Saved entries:
>>>

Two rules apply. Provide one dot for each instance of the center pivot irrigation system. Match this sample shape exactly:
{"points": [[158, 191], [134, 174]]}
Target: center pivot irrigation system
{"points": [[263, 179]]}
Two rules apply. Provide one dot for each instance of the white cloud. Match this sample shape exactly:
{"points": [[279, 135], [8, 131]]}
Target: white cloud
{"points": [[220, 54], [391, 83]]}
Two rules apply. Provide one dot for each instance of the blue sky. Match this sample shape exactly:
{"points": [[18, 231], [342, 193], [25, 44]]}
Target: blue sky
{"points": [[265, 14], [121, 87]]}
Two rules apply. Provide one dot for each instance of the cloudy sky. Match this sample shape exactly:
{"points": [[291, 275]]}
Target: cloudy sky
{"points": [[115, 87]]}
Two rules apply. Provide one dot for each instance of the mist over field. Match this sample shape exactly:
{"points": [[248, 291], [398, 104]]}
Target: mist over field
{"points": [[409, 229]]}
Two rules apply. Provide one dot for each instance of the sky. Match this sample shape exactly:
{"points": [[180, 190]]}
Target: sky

<<<

A word-for-word transcription of the data above is required.

Two rules apply. Provide one dot for each instance of the center pivot irrigation system. Match this sample shape exactly:
{"points": [[158, 191], [134, 174]]}
Target: center pivot irrigation system
{"points": [[263, 179]]}
Two rules apply. Provide one dot for each instance of the white cloud. Match this sample shape exactly:
{"points": [[279, 135], [8, 131]]}
Target: white cloud
{"points": [[220, 54], [391, 83]]}
Two rules apply. Provide one dot for each instance of the blue sky. Match this sample shape exactly:
{"points": [[18, 231], [342, 193], [25, 44]]}
Target: blue sky
{"points": [[265, 14], [121, 87]]}
Two rules apply. Provide one dot for each instance of the cloudy sky. Match this sample shape exactly:
{"points": [[291, 275]]}
Target: cloudy sky
{"points": [[115, 87]]}
Two rules apply. Provide one dot for each instance of the mist over field. Match this sample shape exactly:
{"points": [[248, 291], [398, 104]]}
Target: mist over field
{"points": [[409, 229]]}
Two rules apply. Provide one dot for each instance of the sky. Match this sample shape exactly:
{"points": [[180, 190]]}
Target: sky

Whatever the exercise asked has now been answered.